■ WORK TO BE COMPLETED
Return the records below in full. Keep every word exact and skip the images.

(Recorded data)
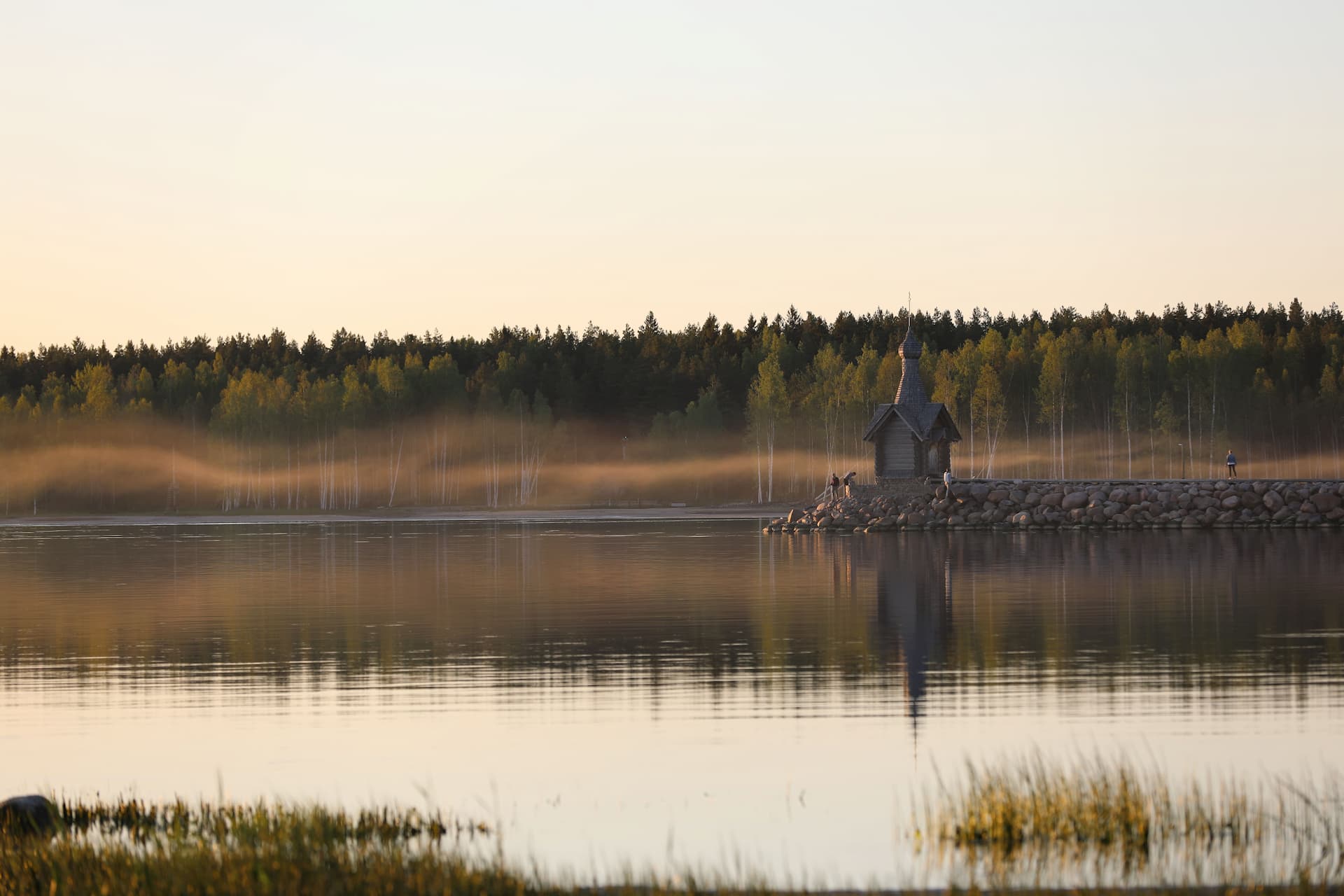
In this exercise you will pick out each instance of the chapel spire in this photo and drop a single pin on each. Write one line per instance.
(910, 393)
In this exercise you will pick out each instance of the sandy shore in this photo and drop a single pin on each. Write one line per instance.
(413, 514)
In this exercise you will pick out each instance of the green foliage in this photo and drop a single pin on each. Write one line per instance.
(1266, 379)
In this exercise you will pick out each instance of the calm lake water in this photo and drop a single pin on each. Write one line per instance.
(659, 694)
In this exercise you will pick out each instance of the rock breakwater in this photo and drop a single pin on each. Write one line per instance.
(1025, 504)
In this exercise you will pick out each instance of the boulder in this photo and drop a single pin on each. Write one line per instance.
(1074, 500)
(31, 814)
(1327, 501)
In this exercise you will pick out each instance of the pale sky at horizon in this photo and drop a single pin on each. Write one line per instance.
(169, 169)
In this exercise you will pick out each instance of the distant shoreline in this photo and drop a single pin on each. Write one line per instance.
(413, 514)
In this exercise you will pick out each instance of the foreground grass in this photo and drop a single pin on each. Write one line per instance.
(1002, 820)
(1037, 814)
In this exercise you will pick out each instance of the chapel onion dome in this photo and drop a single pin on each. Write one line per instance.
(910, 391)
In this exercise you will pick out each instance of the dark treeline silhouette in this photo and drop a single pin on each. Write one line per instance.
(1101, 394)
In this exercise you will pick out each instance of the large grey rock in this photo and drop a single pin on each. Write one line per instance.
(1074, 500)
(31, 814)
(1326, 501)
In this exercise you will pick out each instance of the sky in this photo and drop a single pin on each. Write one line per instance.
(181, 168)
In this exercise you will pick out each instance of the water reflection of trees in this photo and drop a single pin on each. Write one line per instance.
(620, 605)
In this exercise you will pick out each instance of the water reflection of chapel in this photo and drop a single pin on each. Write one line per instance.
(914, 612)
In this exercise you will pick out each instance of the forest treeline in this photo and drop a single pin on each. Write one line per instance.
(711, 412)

■ RESULT
In this exercise you will pick out each instance of the chapel spire in this photo and drop a single pin on each. Write one line per instance.
(910, 393)
In this exercise you will pick out each instance of the sandy shore in this photo and drop a single pin on each. Write one line per instance.
(413, 514)
In this exercise you will pick out each instance of the green foliage in this photo and drop a single pin on each. Write one line per instance.
(1266, 379)
In this exercise you will pick out each instance of the calm lake water in this photo and drop a single pin on each. Write one line per instance.
(659, 694)
In this exercise you will pick out each instance of the rock breakwater in this photo and drop a single pin on each. Write one line per instance.
(1025, 504)
In this exercise you will pick out each instance of the boulder in this photo and drop a single pin on each. Write one line per instance.
(1074, 500)
(31, 814)
(1327, 501)
In this exercise you will pick out each instance of the pale sky at horizon in this photo and drop a single pin on each. Write one line per instance.
(169, 169)
In this exercise you will pick out each instance of the distant shoreline in this photo and drop a single pin on each. Write one line per instance.
(413, 514)
In this exercise you will pick out each instance of the foreground grass in this photo and drop a single pin on each. Write one line per instance.
(1002, 820)
(1037, 814)
In this exercise you will pick out each instance of the chapel onion dome in this photo and drop a single pin on each. Write one line per instance.
(910, 391)
In this exercise you will pick out each instance of the dark treeline silhouette in this photo and drop a single pin on each. Write one line per instance.
(1101, 394)
In this exercise you will pick out each instance of the large grey rock in this photo and drop a single pin on each. Write one line per instance.
(1074, 500)
(31, 814)
(1326, 501)
In this exercise you will pick out each instance of the sky in this photo and drop a single pin on each. Write one line per instance.
(181, 168)
In this exercise you will pick out each instance of the water reflection of trees in this photo and drop a single pin on each. Write one line per instance.
(620, 605)
In this exercise you will pick out each instance of the water reflection of chapel in this photo and drop a single pin on each. Write one line per instance.
(914, 612)
In this exercise you will pick out each instance of the forest treeline in this photo and drop a single pin on each. Write one line per instance.
(711, 412)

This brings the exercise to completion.